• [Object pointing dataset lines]
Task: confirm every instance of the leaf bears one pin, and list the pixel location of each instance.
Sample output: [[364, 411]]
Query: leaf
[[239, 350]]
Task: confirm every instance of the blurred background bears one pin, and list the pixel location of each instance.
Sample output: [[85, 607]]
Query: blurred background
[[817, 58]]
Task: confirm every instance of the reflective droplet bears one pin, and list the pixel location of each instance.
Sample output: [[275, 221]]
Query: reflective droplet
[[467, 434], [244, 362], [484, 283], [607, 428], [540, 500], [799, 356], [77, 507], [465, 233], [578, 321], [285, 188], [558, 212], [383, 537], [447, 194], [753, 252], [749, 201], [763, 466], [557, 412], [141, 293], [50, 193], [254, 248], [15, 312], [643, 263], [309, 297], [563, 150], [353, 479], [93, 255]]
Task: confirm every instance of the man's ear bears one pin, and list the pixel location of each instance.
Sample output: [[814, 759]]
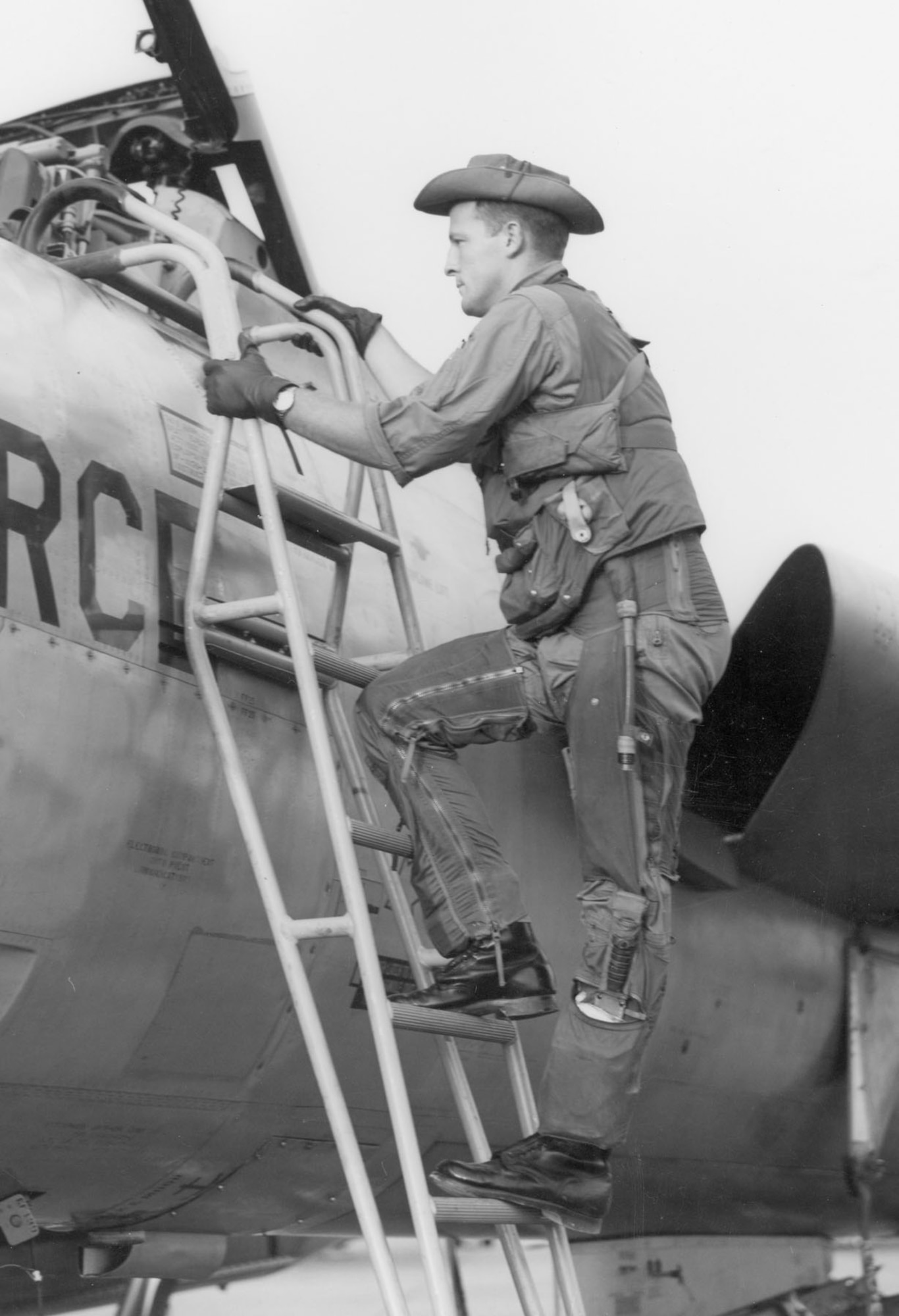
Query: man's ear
[[515, 239]]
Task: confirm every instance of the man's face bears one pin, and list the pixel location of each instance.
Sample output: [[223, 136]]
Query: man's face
[[477, 260]]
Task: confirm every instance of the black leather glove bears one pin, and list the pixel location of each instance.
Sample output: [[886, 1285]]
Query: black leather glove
[[360, 323], [243, 389]]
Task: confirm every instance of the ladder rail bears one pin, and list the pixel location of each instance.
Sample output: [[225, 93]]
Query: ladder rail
[[223, 331], [269, 288], [451, 1057], [450, 1052], [210, 272], [209, 268]]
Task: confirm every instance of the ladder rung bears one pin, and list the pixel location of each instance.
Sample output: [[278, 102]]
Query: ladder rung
[[307, 514], [485, 1211], [419, 1019], [303, 539], [238, 610], [377, 840], [305, 930], [274, 663]]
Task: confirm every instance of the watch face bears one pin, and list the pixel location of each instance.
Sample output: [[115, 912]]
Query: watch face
[[285, 401]]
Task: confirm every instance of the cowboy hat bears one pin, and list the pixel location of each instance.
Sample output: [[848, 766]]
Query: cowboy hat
[[502, 178]]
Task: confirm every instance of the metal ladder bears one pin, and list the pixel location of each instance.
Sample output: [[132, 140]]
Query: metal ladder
[[207, 630]]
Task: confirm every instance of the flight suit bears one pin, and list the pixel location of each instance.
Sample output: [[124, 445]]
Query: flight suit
[[540, 365]]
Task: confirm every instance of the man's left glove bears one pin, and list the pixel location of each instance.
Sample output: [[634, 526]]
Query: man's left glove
[[243, 389]]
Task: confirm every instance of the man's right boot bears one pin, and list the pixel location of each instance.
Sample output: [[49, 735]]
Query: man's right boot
[[546, 1172], [472, 981]]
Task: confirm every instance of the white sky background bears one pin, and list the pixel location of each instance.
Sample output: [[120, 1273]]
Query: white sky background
[[743, 156]]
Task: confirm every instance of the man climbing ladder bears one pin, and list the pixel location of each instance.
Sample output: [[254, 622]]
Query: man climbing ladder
[[617, 634]]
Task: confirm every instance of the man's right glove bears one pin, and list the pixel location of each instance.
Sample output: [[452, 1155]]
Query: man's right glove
[[360, 323]]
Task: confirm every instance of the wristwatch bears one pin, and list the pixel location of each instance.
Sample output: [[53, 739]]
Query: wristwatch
[[284, 401]]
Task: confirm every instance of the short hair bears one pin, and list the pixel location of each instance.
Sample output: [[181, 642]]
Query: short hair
[[548, 231]]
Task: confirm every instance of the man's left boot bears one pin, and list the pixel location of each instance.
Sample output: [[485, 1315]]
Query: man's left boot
[[544, 1172], [471, 982]]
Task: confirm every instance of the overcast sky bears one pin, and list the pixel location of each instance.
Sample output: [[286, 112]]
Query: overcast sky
[[742, 153]]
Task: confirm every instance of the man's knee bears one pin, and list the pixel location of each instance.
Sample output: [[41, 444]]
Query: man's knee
[[371, 722]]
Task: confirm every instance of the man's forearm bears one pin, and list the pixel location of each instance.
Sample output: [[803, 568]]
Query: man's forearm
[[336, 426]]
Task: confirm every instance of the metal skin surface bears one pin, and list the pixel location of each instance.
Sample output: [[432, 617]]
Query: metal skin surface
[[151, 1072]]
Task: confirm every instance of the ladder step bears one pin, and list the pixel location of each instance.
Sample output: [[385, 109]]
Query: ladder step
[[270, 663], [306, 930], [450, 1023], [484, 1211], [309, 514], [372, 838], [297, 535]]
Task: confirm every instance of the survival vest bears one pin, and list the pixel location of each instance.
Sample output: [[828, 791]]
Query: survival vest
[[618, 427]]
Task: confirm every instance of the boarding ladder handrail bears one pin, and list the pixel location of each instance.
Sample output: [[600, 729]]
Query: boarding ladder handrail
[[206, 264], [424, 959]]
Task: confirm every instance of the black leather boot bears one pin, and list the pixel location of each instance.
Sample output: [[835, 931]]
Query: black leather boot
[[544, 1172], [471, 982]]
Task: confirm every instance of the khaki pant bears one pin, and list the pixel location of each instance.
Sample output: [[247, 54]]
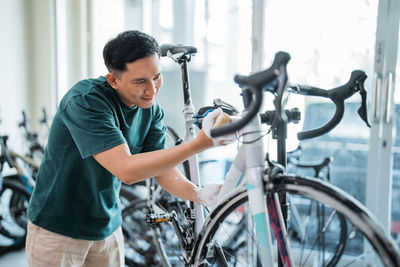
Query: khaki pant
[[45, 248]]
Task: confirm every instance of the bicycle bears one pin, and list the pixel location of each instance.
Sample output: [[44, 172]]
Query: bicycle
[[14, 199], [212, 245]]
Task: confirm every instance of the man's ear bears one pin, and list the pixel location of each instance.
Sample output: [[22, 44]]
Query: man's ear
[[111, 79]]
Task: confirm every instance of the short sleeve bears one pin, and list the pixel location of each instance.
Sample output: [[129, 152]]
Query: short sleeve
[[155, 138], [91, 124]]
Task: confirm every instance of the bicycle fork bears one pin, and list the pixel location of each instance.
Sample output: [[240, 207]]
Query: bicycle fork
[[254, 151]]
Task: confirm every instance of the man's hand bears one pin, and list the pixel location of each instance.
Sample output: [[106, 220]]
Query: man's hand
[[209, 123]]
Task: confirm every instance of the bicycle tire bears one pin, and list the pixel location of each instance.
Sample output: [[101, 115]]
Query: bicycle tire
[[365, 227], [13, 218]]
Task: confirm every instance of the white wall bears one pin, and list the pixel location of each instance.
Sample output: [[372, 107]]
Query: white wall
[[14, 65]]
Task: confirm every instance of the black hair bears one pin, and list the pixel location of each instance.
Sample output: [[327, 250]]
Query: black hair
[[127, 47]]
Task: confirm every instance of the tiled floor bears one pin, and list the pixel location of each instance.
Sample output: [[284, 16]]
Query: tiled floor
[[14, 259]]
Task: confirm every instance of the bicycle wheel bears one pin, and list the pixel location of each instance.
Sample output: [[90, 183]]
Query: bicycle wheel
[[366, 241], [316, 227], [13, 216]]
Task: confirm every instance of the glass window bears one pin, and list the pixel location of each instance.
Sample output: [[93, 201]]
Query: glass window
[[325, 46]]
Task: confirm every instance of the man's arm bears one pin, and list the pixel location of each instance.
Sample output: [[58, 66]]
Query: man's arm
[[174, 182], [134, 168]]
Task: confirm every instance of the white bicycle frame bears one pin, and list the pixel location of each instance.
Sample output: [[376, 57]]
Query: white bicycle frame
[[249, 162]]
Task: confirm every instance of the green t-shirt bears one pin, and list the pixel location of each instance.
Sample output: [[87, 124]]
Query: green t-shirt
[[74, 195]]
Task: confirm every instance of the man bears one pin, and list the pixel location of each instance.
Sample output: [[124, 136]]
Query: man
[[106, 131]]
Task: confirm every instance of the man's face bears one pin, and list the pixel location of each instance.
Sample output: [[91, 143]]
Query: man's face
[[139, 84]]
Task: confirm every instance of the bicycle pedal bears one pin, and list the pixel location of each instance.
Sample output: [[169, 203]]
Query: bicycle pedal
[[154, 218]]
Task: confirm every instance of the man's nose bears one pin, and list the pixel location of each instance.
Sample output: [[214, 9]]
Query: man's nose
[[151, 88]]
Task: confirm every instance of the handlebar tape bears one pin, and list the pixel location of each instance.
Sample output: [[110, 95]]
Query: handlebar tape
[[176, 49]]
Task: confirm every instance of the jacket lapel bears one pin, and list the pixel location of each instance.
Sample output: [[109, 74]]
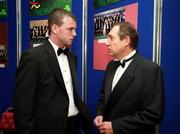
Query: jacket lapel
[[53, 63], [72, 65], [122, 86]]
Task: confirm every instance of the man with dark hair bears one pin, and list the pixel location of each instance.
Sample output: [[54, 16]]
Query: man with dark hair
[[131, 98], [46, 100]]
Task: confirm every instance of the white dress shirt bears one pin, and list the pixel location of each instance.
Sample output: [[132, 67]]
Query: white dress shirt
[[65, 70]]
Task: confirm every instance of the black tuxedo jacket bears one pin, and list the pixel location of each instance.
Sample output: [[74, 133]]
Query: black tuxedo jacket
[[135, 105], [40, 97]]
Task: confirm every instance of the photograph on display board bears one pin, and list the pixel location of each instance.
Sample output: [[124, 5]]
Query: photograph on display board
[[44, 7], [3, 45], [39, 32], [100, 3], [103, 22], [3, 8]]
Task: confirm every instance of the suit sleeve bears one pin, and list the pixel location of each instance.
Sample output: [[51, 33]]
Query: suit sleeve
[[24, 95], [152, 108]]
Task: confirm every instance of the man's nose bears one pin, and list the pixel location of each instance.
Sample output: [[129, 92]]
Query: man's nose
[[107, 42], [74, 33]]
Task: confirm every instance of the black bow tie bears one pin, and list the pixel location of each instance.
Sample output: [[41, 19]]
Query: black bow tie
[[123, 63], [64, 51]]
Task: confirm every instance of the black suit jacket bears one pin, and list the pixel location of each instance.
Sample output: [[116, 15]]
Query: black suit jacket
[[135, 105], [40, 97]]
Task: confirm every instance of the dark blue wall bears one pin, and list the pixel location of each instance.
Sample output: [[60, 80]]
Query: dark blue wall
[[171, 66], [7, 74]]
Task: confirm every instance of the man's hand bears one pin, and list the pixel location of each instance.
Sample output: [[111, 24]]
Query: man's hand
[[106, 128], [98, 121]]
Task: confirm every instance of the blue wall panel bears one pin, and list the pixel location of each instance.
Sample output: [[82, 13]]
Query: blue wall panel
[[171, 65], [7, 74]]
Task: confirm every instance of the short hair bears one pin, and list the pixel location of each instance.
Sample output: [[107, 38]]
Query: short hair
[[57, 16], [127, 29]]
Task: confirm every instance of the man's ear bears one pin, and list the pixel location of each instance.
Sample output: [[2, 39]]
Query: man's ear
[[127, 41], [55, 28]]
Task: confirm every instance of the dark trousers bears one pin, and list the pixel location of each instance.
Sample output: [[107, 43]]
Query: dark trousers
[[73, 125]]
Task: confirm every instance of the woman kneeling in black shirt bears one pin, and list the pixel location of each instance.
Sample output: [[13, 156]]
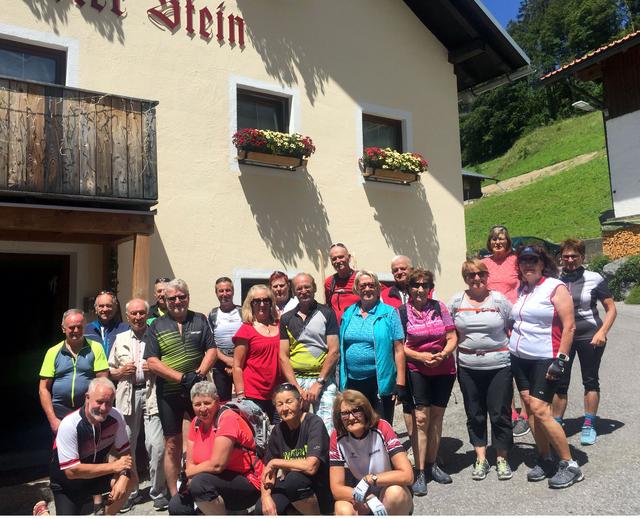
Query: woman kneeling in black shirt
[[299, 449]]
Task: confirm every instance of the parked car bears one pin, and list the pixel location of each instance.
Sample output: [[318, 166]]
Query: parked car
[[553, 249]]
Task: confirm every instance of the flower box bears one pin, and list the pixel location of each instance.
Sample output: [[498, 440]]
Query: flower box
[[256, 158], [272, 149], [387, 165]]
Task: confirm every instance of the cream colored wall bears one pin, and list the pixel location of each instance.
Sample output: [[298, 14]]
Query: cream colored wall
[[214, 219], [85, 265]]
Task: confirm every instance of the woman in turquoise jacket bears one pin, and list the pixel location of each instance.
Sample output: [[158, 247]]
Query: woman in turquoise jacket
[[371, 349]]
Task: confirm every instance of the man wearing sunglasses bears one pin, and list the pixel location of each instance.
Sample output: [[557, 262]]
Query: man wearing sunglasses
[[107, 323], [180, 350], [159, 308], [338, 288]]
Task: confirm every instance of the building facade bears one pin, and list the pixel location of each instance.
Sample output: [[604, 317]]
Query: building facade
[[145, 182]]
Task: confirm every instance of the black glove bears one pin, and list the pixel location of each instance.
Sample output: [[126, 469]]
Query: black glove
[[556, 369], [403, 394], [189, 379]]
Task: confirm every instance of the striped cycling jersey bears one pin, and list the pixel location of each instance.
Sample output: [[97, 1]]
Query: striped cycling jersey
[[71, 376], [536, 325], [184, 352], [80, 441]]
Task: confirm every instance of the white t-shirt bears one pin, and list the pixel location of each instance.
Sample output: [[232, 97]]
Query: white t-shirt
[[227, 324]]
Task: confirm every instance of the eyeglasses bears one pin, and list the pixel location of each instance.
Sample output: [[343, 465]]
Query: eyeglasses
[[173, 299], [263, 301], [472, 275], [357, 412]]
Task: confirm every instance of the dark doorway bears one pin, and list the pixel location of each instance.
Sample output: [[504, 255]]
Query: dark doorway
[[36, 295]]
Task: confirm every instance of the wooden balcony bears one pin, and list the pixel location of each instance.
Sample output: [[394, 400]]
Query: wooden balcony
[[68, 146]]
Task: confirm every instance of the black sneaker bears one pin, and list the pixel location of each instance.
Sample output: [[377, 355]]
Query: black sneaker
[[568, 474], [420, 485], [440, 476], [542, 470], [160, 503], [520, 427]]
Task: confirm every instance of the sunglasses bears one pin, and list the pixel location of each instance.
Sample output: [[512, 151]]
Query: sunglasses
[[357, 412], [425, 286], [263, 301], [472, 275], [173, 299]]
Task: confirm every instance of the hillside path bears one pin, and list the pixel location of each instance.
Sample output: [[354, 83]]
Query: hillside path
[[516, 182]]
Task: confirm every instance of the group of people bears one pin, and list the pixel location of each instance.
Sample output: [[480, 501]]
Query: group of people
[[326, 377]]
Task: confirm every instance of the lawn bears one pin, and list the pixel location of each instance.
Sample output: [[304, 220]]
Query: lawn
[[558, 207], [546, 146]]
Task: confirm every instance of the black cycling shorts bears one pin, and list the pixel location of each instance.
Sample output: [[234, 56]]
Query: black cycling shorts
[[171, 409], [428, 390], [531, 375]]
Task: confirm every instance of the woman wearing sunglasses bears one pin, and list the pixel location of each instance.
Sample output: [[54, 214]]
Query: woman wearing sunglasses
[[296, 475], [540, 342], [429, 345], [587, 288], [371, 351], [482, 320], [370, 472], [257, 346]]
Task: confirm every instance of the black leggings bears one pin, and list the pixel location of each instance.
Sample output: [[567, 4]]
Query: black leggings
[[488, 392], [590, 358], [369, 387], [294, 487], [235, 489]]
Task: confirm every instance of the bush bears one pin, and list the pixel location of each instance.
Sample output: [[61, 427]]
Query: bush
[[628, 274], [597, 263], [634, 296]]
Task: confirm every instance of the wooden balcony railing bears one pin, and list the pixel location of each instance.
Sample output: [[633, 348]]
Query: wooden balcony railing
[[74, 146]]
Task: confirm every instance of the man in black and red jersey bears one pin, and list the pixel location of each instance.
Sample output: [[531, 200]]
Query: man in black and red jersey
[[180, 350], [338, 288], [79, 467]]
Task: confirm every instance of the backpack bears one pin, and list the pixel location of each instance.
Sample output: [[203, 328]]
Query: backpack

• [WHAT THE TASK ASKS] Please render the lines from the one containing "Task: confirm every instance of the flower" through the one containing "[[145, 182]]", both included, as a JSON list of strings with one string per line and blank lines omitted.

• [SOLUTION TO THIS TASK]
[
  "Task: confirm every instance of the flower box bears one pin, and list the pixel location of each instance.",
  "Sample output: [[498, 440]]",
  "Query: flower box",
  "[[256, 158], [272, 149], [387, 165]]",
  "Task: confirm every instance of the cream colored wall bears one pin, and list the pixel location of each instance.",
  "Sample output: [[298, 14]]",
  "Query: cream colored wall",
  "[[214, 219], [85, 265]]",
  "Task: confirm every instance of the woman in turquoise jacket bears one pin, and list the pixel location of each instance.",
  "Sample output: [[158, 247]]",
  "Query: woman in turquoise jacket",
  "[[371, 349]]",
  "Task: confirm every instance of the man wearing sunglasses bears one pin, and list the pixel location of each instance.",
  "Sample output: [[557, 262]]",
  "Query: man wearing sunglasses",
  "[[107, 323], [180, 350], [159, 308], [338, 288]]",
  "Task: confirm every instance of the building facade bears one pin, and list the pixel location of each instance.",
  "Sample output: [[604, 317]]",
  "Query: building facade",
  "[[145, 182]]"
]